_Exercise instructions_
Pick out each line of the records below that contains the string "image", and treat uppercase and lowercase letters as different.

• • • • •

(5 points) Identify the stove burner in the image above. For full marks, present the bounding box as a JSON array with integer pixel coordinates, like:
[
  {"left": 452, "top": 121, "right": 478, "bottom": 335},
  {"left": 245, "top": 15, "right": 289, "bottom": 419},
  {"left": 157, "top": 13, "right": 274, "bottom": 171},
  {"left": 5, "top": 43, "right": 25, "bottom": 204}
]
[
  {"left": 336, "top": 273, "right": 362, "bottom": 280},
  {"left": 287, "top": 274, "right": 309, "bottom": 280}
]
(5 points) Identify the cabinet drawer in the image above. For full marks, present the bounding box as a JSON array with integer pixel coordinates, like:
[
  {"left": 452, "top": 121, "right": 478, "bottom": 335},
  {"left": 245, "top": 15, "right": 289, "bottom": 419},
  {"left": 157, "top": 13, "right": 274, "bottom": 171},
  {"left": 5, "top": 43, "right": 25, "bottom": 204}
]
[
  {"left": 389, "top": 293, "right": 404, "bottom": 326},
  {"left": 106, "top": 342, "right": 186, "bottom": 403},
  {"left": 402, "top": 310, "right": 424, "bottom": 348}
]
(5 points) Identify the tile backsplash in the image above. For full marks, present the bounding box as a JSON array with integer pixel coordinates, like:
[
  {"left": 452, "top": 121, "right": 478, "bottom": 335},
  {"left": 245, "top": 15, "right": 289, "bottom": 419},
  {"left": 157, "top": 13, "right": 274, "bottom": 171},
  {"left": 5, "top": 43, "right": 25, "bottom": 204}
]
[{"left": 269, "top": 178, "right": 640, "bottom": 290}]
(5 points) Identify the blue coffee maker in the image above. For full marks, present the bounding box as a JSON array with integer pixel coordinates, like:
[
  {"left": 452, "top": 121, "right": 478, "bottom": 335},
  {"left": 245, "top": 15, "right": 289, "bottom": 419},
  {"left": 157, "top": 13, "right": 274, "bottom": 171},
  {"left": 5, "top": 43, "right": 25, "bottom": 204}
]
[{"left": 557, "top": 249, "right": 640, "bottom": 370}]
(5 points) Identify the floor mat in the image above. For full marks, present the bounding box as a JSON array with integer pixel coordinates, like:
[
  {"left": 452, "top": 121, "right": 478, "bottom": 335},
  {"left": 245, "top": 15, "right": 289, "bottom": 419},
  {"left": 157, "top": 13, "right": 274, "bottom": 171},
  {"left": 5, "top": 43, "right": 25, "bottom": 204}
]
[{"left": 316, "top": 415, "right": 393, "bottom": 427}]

• • • • •

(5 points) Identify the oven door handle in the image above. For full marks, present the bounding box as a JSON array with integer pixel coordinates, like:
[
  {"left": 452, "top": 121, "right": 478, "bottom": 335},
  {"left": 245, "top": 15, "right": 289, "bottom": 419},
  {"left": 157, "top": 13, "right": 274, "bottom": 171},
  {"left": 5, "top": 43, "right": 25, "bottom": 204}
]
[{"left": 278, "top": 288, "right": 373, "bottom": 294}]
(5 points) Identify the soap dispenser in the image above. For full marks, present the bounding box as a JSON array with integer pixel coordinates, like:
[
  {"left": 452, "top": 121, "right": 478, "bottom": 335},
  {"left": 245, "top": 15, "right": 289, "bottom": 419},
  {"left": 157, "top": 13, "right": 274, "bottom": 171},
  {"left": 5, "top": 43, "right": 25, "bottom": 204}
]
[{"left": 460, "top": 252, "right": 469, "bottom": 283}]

• • • • •

_Exercise output_
(5 points) Identify the stove burner in the image above. For full marks, present the bounding box as a JSON array with integer pixel coordinates, like:
(5 points) Identify the cabinet drawer in the image above. For full marks, present the bounding box as a JSON array with integer pixel coordinates, like:
(5 points) Identify the tile backsplash in the image above. For full marks, present the bounding box as a JSON array with integer pixel coordinates, like:
(5 points) Identify the blue coffee maker in the image above. For full marks, present the bounding box as a JSON array with integer pixel coordinates, like:
(5 points) Identify the floor mat in the image above. For full marks, present the bounding box as a JSON array with integer pixel coordinates, like:
(5 points) Identify the oven door handle in the image above. For full marks, present the bounding box as a JSON array with integer pixel coordinates, like:
(5 points) Identify the soap dispenser in the image above. For full marks, present the bounding box as a JSON array with integer pixel coordinates, like:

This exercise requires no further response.